Write out every line of the entries below as a JSON list of strings, one string per line, leaving out blank lines.

> [GIVEN RECORDS]:
• • • • • • •

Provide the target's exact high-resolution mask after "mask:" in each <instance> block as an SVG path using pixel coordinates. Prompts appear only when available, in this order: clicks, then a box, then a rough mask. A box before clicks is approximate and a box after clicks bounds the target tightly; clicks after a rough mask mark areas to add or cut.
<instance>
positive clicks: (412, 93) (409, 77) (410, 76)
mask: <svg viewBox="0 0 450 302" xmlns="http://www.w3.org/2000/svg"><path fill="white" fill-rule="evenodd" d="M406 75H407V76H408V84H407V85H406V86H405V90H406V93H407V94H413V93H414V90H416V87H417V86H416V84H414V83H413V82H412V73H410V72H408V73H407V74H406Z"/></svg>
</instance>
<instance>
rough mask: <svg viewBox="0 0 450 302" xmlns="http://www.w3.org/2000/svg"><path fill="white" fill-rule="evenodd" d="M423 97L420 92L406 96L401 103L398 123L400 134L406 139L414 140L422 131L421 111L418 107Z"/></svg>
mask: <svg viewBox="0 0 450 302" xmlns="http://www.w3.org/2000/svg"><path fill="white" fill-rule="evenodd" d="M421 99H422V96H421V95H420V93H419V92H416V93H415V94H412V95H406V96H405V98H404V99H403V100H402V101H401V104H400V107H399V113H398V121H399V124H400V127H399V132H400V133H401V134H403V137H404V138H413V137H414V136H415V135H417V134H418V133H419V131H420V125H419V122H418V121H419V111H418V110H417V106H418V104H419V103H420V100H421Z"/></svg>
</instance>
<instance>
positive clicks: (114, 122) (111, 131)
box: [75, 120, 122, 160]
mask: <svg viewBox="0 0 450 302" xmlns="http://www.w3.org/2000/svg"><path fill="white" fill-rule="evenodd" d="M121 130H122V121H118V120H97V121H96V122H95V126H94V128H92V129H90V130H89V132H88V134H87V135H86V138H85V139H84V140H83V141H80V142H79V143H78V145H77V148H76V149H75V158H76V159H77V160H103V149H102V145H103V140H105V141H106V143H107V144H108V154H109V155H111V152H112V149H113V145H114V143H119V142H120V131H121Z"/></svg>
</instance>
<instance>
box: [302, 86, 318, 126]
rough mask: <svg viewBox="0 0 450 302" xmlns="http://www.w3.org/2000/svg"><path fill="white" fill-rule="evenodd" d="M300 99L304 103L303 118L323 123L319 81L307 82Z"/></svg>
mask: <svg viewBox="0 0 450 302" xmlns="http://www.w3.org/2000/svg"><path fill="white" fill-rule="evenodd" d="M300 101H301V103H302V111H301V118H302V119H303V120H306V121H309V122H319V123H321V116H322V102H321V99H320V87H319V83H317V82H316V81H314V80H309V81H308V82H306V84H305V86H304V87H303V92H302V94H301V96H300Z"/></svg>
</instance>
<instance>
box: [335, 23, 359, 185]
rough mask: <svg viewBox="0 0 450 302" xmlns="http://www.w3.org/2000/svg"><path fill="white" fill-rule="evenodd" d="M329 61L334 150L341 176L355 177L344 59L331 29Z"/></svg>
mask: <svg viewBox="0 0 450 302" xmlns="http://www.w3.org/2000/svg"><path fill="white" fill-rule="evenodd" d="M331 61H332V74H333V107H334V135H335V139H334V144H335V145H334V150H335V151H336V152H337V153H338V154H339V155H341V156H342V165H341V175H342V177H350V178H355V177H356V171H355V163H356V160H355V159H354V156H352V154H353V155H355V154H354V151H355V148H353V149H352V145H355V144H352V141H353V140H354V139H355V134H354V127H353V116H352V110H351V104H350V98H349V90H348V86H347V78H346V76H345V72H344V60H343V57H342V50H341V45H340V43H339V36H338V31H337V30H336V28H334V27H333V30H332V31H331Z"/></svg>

• • • • • • •

> [SOLUTION TO THIS PROBLEM]:
[
  "Provide the target's exact high-resolution mask after \"mask:\" in each <instance> block as an SVG path using pixel coordinates. Prompts appear only when available, in this order: clicks, then a box, then a rough mask. A box before clicks is approximate and a box after clicks bounds the target tightly; clicks after a rough mask mark areas to add or cut.",
  "<instance>",
  "positive clicks: (412, 93) (409, 77) (410, 76)",
  "mask: <svg viewBox=\"0 0 450 302\" xmlns=\"http://www.w3.org/2000/svg\"><path fill=\"white\" fill-rule=\"evenodd\" d=\"M406 75H407V76H408V84H407V85H406V86H405V90H406V93H407V94H413V93H414V90H416V87H417V86H416V84H414V83H413V82H412V73H410V72H408V73H407V74H406Z\"/></svg>",
  "</instance>",
  "<instance>",
  "rough mask: <svg viewBox=\"0 0 450 302\" xmlns=\"http://www.w3.org/2000/svg\"><path fill=\"white\" fill-rule=\"evenodd\" d=\"M423 97L420 92L406 96L401 103L398 123L400 134L406 139L414 140L422 131L421 111L418 107Z\"/></svg>",
  "mask: <svg viewBox=\"0 0 450 302\" xmlns=\"http://www.w3.org/2000/svg\"><path fill=\"white\" fill-rule=\"evenodd\" d=\"M421 99H422V96H421V95H420V93H419V92H416V93H415V94H412V95H406V96H405V98H404V99H403V100H402V101H401V104H400V107H399V113H398V121H399V124H400V127H399V132H400V133H401V134H403V137H404V138H413V137H414V136H415V135H417V134H418V133H419V131H420V125H419V122H418V121H419V111H418V110H417V106H418V104H419V103H420V100H421Z\"/></svg>",
  "</instance>",
  "<instance>",
  "positive clicks: (114, 122) (111, 131)",
  "box: [75, 120, 122, 160]",
  "mask: <svg viewBox=\"0 0 450 302\" xmlns=\"http://www.w3.org/2000/svg\"><path fill=\"white\" fill-rule=\"evenodd\" d=\"M121 130H122V121H118V120H97V121H96V122H95V126H94V128H92V129H90V130H89V132H88V134H87V135H86V138H85V139H84V140H83V141H80V142H79V143H78V145H77V148H76V149H75V158H76V159H77V160H103V149H102V145H103V140H105V141H106V143H107V144H108V154H109V155H111V152H112V149H113V145H114V143H119V142H120V131H121Z\"/></svg>",
  "</instance>",
  "<instance>",
  "box: [302, 86, 318, 126]",
  "rough mask: <svg viewBox=\"0 0 450 302\" xmlns=\"http://www.w3.org/2000/svg\"><path fill=\"white\" fill-rule=\"evenodd\" d=\"M300 99L304 103L303 118L323 123L319 81L307 82Z\"/></svg>",
  "mask: <svg viewBox=\"0 0 450 302\" xmlns=\"http://www.w3.org/2000/svg\"><path fill=\"white\" fill-rule=\"evenodd\" d=\"M300 101H301V103H302V111H301V118H302V119H303V120H306V121H309V122H319V123H321V116H322V102H321V99H320V87H319V83H317V82H316V81H314V80H309V81H308V82H306V84H305V86H304V87H303V92H302V94H301V96H300Z\"/></svg>",
  "</instance>",
  "<instance>",
  "box: [335, 23, 359, 185]",
  "rough mask: <svg viewBox=\"0 0 450 302\" xmlns=\"http://www.w3.org/2000/svg\"><path fill=\"white\" fill-rule=\"evenodd\" d=\"M329 61L334 150L341 176L355 177L344 59L331 29Z\"/></svg>",
  "mask: <svg viewBox=\"0 0 450 302\" xmlns=\"http://www.w3.org/2000/svg\"><path fill=\"white\" fill-rule=\"evenodd\" d=\"M331 61H332V74H333V107H334V135H335V139H334V144H335V145H334V150H335V151H336V152H337V153H338V154H339V155H341V156H342V165H341V175H342V177H350V178H355V177H356V171H355V163H356V160H355V159H354V156H352V154H353V155H355V154H354V151H355V148H353V149H352V145H355V144H352V141H353V140H354V139H355V134H354V127H353V116H352V110H351V104H350V98H349V90H348V86H347V78H346V76H345V72H344V60H343V57H342V50H341V45H340V43H339V36H338V31H337V30H336V28H334V27H333V30H332V31H331Z\"/></svg>"
]